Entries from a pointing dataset

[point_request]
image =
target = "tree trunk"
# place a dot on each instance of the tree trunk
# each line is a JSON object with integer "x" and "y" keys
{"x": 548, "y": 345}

◆ The problem: Lay out every line of the items above as a JSON list of strings, one string per line, with blank lines left out.

◆ Correct output:
[
  "[point_request]",
  "image =",
  "target = \"tree trunk\"",
  "# place a dot on each instance of the tree trunk",
  "# each line is a JSON object with integer \"x\" and \"y\" keys",
  "{\"x\": 548, \"y\": 345}"
]